Below are entries. Copy exactly the lines running from the line that holds "Target: countertop" to the line that holds "Target: glass globe light shade", with both ends included.

[Referring expression data]
-- Opening Marker --
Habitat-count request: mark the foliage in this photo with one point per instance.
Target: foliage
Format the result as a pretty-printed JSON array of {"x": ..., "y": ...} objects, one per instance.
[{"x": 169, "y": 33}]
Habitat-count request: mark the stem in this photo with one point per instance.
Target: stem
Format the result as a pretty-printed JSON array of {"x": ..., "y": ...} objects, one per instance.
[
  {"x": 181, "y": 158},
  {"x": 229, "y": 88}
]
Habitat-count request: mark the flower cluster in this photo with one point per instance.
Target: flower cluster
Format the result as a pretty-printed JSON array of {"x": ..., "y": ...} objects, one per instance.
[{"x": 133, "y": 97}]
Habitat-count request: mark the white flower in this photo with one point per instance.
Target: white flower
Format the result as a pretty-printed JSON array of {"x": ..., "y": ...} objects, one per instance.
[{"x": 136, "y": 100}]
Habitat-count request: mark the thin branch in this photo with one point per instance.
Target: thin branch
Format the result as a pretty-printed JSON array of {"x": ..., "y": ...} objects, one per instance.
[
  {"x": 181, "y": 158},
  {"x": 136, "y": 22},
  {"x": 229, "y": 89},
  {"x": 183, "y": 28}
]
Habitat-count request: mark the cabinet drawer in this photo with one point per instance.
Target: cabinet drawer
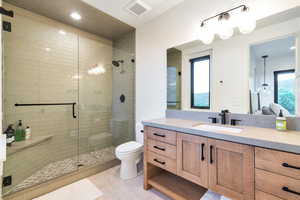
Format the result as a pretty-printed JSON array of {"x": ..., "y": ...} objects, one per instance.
[
  {"x": 162, "y": 162},
  {"x": 281, "y": 186},
  {"x": 287, "y": 164},
  {"x": 259, "y": 195},
  {"x": 162, "y": 148},
  {"x": 161, "y": 135}
]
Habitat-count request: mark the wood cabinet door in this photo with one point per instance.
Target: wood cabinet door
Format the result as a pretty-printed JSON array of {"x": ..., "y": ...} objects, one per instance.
[
  {"x": 231, "y": 169},
  {"x": 192, "y": 158}
]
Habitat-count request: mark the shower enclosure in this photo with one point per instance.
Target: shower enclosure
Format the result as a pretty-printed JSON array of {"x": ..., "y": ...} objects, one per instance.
[{"x": 60, "y": 81}]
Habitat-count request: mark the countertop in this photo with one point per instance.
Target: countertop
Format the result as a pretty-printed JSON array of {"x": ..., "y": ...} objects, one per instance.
[{"x": 262, "y": 137}]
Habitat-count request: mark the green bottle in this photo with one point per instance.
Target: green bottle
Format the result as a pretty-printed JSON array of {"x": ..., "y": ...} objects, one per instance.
[{"x": 20, "y": 132}]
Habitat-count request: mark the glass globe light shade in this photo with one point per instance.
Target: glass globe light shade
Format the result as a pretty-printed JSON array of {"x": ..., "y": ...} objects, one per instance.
[
  {"x": 206, "y": 35},
  {"x": 246, "y": 23},
  {"x": 264, "y": 89},
  {"x": 225, "y": 29}
]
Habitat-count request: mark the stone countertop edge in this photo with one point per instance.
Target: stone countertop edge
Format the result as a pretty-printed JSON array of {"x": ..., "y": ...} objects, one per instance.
[{"x": 230, "y": 138}]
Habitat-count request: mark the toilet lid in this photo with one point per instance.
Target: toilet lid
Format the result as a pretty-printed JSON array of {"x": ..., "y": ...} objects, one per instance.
[{"x": 129, "y": 147}]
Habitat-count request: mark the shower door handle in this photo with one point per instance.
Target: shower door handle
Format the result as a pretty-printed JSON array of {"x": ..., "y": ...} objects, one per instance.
[{"x": 73, "y": 110}]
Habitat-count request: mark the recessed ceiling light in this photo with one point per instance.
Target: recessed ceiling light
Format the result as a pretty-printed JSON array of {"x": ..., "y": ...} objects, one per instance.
[
  {"x": 62, "y": 32},
  {"x": 75, "y": 15}
]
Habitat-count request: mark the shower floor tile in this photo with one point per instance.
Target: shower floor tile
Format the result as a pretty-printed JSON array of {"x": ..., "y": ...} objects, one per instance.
[{"x": 59, "y": 168}]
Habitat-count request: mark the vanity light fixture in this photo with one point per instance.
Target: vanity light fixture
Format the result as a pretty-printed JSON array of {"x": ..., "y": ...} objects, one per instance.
[
  {"x": 75, "y": 15},
  {"x": 62, "y": 32},
  {"x": 245, "y": 22}
]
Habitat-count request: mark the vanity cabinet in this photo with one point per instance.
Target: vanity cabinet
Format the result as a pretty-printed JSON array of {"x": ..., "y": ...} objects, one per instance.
[
  {"x": 184, "y": 166},
  {"x": 231, "y": 169},
  {"x": 224, "y": 167},
  {"x": 192, "y": 158},
  {"x": 277, "y": 173}
]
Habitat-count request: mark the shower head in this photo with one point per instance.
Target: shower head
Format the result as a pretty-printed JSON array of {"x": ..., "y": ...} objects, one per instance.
[{"x": 116, "y": 63}]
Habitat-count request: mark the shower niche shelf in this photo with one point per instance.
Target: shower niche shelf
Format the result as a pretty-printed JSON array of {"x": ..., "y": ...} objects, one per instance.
[{"x": 19, "y": 146}]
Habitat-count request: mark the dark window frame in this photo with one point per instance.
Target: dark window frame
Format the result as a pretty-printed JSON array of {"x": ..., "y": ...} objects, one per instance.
[
  {"x": 276, "y": 73},
  {"x": 192, "y": 61}
]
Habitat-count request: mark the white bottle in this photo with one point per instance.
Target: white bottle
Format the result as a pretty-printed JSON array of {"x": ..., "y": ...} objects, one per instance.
[{"x": 27, "y": 133}]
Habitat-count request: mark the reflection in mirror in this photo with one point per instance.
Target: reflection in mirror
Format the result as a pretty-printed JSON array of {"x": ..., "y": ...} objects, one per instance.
[
  {"x": 174, "y": 57},
  {"x": 254, "y": 73},
  {"x": 272, "y": 77}
]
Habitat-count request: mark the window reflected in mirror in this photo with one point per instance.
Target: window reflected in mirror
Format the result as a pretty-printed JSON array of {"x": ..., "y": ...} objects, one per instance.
[
  {"x": 174, "y": 60},
  {"x": 272, "y": 77},
  {"x": 200, "y": 84}
]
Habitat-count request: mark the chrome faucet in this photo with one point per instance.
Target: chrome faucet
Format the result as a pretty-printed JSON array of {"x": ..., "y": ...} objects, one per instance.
[{"x": 223, "y": 116}]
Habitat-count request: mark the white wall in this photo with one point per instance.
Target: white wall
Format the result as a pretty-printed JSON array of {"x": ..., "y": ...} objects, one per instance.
[{"x": 175, "y": 27}]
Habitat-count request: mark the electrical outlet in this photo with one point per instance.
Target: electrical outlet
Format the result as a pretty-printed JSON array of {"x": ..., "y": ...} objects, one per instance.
[{"x": 7, "y": 181}]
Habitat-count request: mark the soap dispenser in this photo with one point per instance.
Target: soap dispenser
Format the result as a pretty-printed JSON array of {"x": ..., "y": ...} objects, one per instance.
[
  {"x": 20, "y": 132},
  {"x": 281, "y": 122}
]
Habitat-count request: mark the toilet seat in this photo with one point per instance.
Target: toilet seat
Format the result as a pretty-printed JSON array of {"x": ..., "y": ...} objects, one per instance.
[{"x": 129, "y": 147}]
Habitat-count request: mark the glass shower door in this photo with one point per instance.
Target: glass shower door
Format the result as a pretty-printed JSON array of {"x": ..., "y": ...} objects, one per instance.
[{"x": 40, "y": 87}]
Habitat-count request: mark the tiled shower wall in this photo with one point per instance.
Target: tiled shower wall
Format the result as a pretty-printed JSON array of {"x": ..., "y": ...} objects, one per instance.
[
  {"x": 123, "y": 83},
  {"x": 43, "y": 66}
]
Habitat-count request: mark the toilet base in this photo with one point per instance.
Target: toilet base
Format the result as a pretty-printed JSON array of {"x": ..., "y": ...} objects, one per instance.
[{"x": 128, "y": 169}]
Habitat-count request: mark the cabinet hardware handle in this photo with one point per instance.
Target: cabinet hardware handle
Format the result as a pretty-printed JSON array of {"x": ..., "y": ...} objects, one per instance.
[
  {"x": 160, "y": 162},
  {"x": 286, "y": 189},
  {"x": 290, "y": 166},
  {"x": 159, "y": 148},
  {"x": 202, "y": 151},
  {"x": 159, "y": 135},
  {"x": 211, "y": 152}
]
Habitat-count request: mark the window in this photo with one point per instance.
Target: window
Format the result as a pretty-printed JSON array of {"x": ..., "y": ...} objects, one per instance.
[
  {"x": 200, "y": 83},
  {"x": 284, "y": 89},
  {"x": 172, "y": 86}
]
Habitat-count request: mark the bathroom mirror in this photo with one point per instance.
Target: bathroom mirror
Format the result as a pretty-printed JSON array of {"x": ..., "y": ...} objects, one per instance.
[{"x": 254, "y": 73}]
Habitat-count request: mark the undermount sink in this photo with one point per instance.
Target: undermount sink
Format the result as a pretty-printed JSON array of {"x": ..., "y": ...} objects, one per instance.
[{"x": 211, "y": 128}]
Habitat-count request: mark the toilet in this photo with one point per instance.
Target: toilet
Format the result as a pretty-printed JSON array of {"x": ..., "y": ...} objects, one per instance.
[{"x": 130, "y": 153}]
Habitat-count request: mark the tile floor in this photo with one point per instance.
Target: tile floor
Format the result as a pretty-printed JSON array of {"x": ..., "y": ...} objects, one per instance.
[
  {"x": 59, "y": 168},
  {"x": 108, "y": 186}
]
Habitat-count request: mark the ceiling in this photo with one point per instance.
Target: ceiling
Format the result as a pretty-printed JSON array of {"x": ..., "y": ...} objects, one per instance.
[
  {"x": 93, "y": 20},
  {"x": 275, "y": 48},
  {"x": 117, "y": 8}
]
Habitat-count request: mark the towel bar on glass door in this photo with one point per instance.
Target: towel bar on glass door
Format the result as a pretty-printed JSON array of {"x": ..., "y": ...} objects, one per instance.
[{"x": 51, "y": 104}]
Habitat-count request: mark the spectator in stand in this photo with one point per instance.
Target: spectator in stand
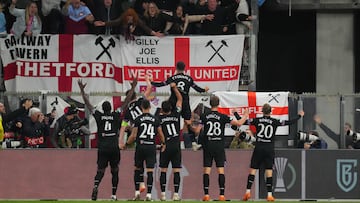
-- Closing Marker --
Output of the exercise »
Target: countertop
Format the result as a pretty-printed JSON array of {"x": ..., "y": ...} objects, one per instance.
[{"x": 262, "y": 137}]
Habitat-count request: mark the green bottle in this photo with one point per instance.
Target: green bottle
Format the result as a pretty-printed JSON array of {"x": ..., "y": ...} objects, one per instance.
[{"x": 20, "y": 132}]
Habitat-count request: mark the glass globe light shade in this photo with one point per instance.
Target: glass globe light shade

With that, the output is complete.